In full and without deviation, write out the entries that follow.

Stored data entries:
=======
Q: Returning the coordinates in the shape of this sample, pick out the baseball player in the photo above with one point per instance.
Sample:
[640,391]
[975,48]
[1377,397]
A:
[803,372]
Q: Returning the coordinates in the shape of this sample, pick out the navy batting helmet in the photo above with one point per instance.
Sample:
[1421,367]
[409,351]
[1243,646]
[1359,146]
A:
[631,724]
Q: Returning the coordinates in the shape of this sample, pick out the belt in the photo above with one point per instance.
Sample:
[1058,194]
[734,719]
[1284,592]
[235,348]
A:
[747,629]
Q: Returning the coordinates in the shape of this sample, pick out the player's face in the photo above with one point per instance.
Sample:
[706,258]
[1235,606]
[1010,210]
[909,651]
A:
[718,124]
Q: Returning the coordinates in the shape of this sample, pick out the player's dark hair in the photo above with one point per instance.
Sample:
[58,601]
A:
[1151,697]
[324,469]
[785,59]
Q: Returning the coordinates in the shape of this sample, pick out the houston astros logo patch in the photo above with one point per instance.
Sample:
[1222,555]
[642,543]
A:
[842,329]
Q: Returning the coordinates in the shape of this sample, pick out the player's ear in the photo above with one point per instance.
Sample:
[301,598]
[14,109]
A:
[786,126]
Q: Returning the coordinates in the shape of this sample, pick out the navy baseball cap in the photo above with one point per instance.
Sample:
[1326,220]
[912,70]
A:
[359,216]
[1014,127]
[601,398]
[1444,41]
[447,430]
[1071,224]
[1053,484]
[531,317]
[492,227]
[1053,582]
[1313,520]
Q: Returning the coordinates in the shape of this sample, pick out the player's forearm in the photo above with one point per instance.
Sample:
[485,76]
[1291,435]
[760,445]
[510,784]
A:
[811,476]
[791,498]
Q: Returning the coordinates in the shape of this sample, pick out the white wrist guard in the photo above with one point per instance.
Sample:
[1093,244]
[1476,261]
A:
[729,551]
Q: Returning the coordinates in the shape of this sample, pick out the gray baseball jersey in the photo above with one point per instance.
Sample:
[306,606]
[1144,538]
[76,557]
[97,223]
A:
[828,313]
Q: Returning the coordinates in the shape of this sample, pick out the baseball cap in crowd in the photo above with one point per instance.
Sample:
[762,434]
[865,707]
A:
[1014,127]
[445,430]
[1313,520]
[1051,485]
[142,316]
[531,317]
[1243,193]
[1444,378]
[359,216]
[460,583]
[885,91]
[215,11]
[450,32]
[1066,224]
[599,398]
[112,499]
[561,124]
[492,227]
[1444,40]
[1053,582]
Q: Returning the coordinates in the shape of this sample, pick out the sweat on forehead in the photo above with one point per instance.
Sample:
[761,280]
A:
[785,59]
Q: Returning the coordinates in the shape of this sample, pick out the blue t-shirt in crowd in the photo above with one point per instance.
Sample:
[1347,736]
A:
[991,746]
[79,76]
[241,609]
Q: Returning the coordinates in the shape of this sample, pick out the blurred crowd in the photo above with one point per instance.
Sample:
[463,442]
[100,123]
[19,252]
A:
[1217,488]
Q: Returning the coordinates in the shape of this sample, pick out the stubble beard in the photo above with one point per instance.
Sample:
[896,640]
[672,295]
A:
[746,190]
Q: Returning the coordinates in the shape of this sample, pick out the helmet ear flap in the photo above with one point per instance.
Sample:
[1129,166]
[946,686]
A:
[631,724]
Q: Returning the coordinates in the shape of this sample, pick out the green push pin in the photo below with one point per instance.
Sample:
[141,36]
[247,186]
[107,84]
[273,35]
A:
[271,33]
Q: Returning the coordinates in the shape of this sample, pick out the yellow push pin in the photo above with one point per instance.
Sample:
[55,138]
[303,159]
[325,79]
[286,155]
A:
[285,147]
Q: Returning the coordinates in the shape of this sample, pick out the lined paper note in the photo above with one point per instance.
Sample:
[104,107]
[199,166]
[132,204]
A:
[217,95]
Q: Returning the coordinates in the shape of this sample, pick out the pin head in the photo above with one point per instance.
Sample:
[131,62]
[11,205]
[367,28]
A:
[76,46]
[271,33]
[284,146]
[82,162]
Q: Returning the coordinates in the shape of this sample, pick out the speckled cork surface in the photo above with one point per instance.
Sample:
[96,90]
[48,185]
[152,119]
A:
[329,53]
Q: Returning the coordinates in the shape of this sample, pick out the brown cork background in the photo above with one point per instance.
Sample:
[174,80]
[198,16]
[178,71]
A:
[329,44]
=======
RESULT BELOW:
Q: Returning the coordinates in the shape of this sample, pick out the baseball player in the photo above with one point per instance.
Sample:
[640,391]
[975,48]
[1377,397]
A:
[803,372]
Q: Returning the coordinates in the shape of this sample, pick out the navy batting helmet in the photo above with one point per instance.
Sample:
[1421,367]
[409,351]
[1243,646]
[1359,146]
A:
[631,724]
Q: Returning the coordinates in the shape of this sample, pick out the belt in the photo above with one point per instance.
Sample:
[1058,194]
[734,719]
[1284,592]
[235,348]
A:
[747,629]
Q: Returning the coordinates in the shape of this sample, pick out the player's face in the photo above with one point per instance.
Sample:
[706,258]
[1235,606]
[1010,210]
[909,651]
A:
[718,124]
Q: Returning the coordinates in the shape of this sample, pick out the player's dark hair in the photo above with one point per instance.
Sample:
[58,601]
A:
[1151,697]
[324,469]
[785,59]
Q: Returning the coordinates in the shape of this sample, pick out the houston astros logo patch in the photo above with one point per instance.
Sample:
[1222,555]
[642,543]
A:
[842,329]
Q: Returning the coordinates in the shape of this sample, pick out the player's ear in the photo above with one point per instance.
Sample:
[301,598]
[14,109]
A:
[786,126]
Q: Returning the coordinates in the shape of this sample, pick out the navy baseball cap in the photo above with one point per instance.
Sample:
[1326,220]
[912,70]
A:
[359,216]
[1014,127]
[601,398]
[1444,41]
[447,430]
[1071,224]
[1053,484]
[531,317]
[492,227]
[1053,582]
[1313,520]
Q: Returning the coordinates in the shape of this sample, pick out the player's forearm in the photo above with one point per instance.
Sample:
[485,76]
[1291,435]
[760,445]
[510,784]
A:
[811,476]
[791,498]
Q: Returning the coordinates in the shape of this sample, pick out the white wrist guard in the photo above with one point per instance.
Sample:
[1093,244]
[1476,261]
A:
[729,551]
Q: Returning the coordinates in the shape of this sample, pick out the gray baseball jersey in the photo above with one point per instance.
Sample:
[306,606]
[1144,538]
[76,557]
[97,223]
A:
[828,313]
Q: Returning the coordinates in the shape of this sample, pick out the baseball cap in crowd in the photo above with one point per instance.
Sample:
[762,434]
[865,707]
A:
[1014,127]
[445,430]
[1313,520]
[1051,485]
[142,316]
[531,317]
[1243,193]
[1444,378]
[359,216]
[460,583]
[885,91]
[215,11]
[450,32]
[1066,224]
[599,398]
[112,499]
[561,124]
[492,227]
[1444,40]
[1053,582]
Q: Returning the coordinates in the shape of this sample, pick out the sweat on forehead in the photo above with one point per instance.
Sample:
[761,280]
A:
[785,59]
Q: Returning the coordinates in the shape of this sample, pick out the blue t-shirt in crowd in the photo above with one point per instance.
Sample:
[1347,736]
A:
[991,746]
[79,76]
[241,609]
Q: Returning the coordinates in the shape of this sample, pick out the blurred crowd in the photo above with one point per instance.
Sample:
[463,442]
[100,123]
[19,252]
A:
[1217,488]
Q: Returning the coordinates in the shape of this sample, pick out the stubble beard in the photo above with one point per instance.
Sample:
[896,640]
[672,295]
A:
[746,190]
Q: Returning the coordinates in the shape of this sample, pick out the helmet ear flap in the photo above with one point per instance.
Sample:
[1129,166]
[946,686]
A:
[631,724]
Q: Returning the coordinates in the shape of this sample, pick out the green push pin in the photo below with one point per instance.
Sample:
[141,36]
[247,186]
[107,84]
[273,35]
A:
[271,33]
Q: Returning the coordinates in the shape of this sample, pick out the yellow push pin in the photo above with one point per instance.
Sample:
[55,138]
[303,159]
[325,79]
[286,155]
A:
[285,147]
Q: Returning the coordinates in the shape of this sample, pick out the lined paper note in the photo above with one point per instance.
Sample:
[104,107]
[199,166]
[132,204]
A:
[217,95]
Q: Returning the coordinates in the shape of this sample, pick out the pin head in the photo above with one point per instance.
Sample:
[131,62]
[11,205]
[367,28]
A:
[76,46]
[271,33]
[284,146]
[82,162]
Q: Returning the coordinates in the shape of this sample, pick out the speckled cork surface in the photo above with one point per instance.
Sample:
[96,90]
[48,185]
[152,119]
A:
[329,53]
Q: Returning the coordinates in the shape of this sample, pick out the brown cork background in the photo above with one point per instance.
Sample:
[174,80]
[198,16]
[178,71]
A:
[329,44]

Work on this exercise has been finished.